─── AUSGANGSTEXT ───
Tichys Einblick
Regierungskampagne „Vorsicht, Vorurteile!“

Entdecke den Rassisten in dir!

Eine Kampagne der Bundesregierung animiert Bürger dazu, sich selbst auf „Alltagsrassismus“ zu prüfen. Dabei drängt sich die prinzipielle Frage auf, welches Bild vom Bürger der Staat hat und verbreitet – im Einvernehmen mit Parteien und einschlägigen Nichtregierungsorganisationen.

Bild: BMFSFJ

„Rassismus ist ein echtes Problem in Deutschland und er fängt mit Vorurteilen an“, klärt uns das Bundesfamilienministerium auf. Deshalb hat Chefin Franziska Giffey im November eine Kampagne „gegen Alltagsrassismus“ gestartet, die mit knallbunten Plakaten in zahlreichen deutschen Städten, digitaler Werbung auf Videoplattformen, Social-Media-Content und Bannerschaltungen in Onlinemedien darauf aufmerksam machen will, „dass aus den scheinbar kleinen und unbemerkten Vorurteilen im Alltag große Probleme in der Gesellschaft entstehen können.“ Die Kampagne, die stilistisch an die 2017er Kampagne „Wer, wenn nicht wir!“ angelehnt ist, wolle Menschen dazu motivieren, „sich aktiv gegen Rassismus einzusetzen“, wobei die Angesprochenen im Ikea-Stil geduzt werden.
─── BEREITGESTELLTE DATEN ───
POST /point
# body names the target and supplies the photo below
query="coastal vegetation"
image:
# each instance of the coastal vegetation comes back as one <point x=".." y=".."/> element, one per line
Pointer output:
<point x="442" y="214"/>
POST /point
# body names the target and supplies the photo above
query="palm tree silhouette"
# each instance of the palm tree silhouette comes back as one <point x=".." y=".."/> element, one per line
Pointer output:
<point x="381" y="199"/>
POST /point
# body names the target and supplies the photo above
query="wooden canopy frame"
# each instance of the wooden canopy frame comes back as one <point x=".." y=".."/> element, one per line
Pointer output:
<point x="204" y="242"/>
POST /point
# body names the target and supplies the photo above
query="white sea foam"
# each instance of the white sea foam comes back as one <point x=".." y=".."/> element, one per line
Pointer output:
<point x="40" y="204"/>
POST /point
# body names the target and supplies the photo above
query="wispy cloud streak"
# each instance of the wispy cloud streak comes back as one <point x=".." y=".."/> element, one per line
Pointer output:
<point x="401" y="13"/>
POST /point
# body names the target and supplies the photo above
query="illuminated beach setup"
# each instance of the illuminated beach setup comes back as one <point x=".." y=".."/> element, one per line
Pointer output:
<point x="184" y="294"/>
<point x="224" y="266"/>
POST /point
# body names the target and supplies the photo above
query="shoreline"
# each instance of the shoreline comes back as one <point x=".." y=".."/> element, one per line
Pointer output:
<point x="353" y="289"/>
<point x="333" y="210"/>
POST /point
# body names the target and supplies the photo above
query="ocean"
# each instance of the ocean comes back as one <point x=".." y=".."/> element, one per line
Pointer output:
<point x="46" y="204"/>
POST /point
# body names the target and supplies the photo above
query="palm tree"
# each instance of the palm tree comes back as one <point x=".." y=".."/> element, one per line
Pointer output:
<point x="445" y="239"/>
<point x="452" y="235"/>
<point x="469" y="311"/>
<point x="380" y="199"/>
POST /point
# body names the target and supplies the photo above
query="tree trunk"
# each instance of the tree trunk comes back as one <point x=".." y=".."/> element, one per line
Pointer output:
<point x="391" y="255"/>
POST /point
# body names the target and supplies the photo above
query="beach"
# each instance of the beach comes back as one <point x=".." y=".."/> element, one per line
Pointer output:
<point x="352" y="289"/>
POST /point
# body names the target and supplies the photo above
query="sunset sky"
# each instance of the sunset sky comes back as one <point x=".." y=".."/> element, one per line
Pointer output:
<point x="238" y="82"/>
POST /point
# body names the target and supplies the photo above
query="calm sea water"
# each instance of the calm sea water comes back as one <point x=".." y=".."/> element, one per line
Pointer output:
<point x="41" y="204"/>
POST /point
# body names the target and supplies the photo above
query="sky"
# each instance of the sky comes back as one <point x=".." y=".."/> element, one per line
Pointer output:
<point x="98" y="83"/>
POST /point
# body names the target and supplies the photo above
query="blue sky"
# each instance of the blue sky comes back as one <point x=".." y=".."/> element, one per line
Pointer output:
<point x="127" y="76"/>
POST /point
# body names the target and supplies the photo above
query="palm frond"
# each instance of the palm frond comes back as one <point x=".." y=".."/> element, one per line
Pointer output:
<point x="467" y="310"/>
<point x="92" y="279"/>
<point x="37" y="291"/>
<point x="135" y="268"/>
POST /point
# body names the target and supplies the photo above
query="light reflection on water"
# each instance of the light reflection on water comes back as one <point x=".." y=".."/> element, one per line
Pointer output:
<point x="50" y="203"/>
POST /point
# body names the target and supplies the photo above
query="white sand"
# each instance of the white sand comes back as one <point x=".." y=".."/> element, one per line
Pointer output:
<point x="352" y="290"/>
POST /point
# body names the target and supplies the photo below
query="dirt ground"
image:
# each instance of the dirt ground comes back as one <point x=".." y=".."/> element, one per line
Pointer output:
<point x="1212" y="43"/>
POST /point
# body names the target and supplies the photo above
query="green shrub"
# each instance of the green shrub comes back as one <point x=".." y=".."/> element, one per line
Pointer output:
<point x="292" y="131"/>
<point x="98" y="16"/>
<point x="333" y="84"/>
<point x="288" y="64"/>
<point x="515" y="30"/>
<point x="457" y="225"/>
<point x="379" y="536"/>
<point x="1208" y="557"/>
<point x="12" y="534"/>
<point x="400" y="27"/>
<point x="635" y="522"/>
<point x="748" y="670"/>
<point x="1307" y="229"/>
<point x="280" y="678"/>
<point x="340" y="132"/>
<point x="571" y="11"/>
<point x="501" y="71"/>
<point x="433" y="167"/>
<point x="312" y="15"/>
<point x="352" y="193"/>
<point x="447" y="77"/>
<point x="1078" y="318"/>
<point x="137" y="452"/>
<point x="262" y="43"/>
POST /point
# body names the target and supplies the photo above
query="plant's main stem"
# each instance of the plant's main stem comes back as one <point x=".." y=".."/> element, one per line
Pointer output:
───
▸ **GESTELLTE AUFGABEN**
[1] Prüfe, ob die folgenden Aussagen mit dem Ausgangstext übereinstimmen, und belege jede Antwort mit den entscheidenden Worten des Textes als genauem Zitat. (a) Die Kampagne wurde im November gestartet. (b) Die Kampagne ist stilistisch an eine Kampagne aus dem Jahr 2019 angelehnt. (c) Die Angesprochenen werden in der Kampagne gesiezt.
[2] Zeige jede Zeile der Liste, in der die Zeichenfolge „coastal“ vorkommt. Dabei zählt die Groß- und Kleinschreibung.
Der Ausgangstext und die Liste sind voneinander unabhängiges Material.

▸ **AUSGEARBEITETE LÖSUNGEN**
[1]
(a) Ja, denn dort steht: „im November eine Kampagne „gegen Alltagsrassismus“ gestartet“.
(b) Nein, denn dort steht: „stilistisch an die 2017er Kampagne „Wer, wenn nicht wir!“ angelehnt“.
(c) Nein, denn dort steht: „wobei die Angesprochenen im Ikea-Stil geduzt werden“.

[2]
query="coastal vegetation"
# each instance of the coastal vegetation comes back as one <point x=".." y=".."/> element, one per line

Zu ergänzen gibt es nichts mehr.